Point placement records:
▶

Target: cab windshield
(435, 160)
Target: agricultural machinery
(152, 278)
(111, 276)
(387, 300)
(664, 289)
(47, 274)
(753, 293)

◀

## The request:
Each entry is to be returned in full, character for character.

## Task solution:
Target: cab windshield
(435, 160)
Target: agricultural machinery
(152, 278)
(111, 276)
(387, 300)
(664, 289)
(47, 274)
(753, 293)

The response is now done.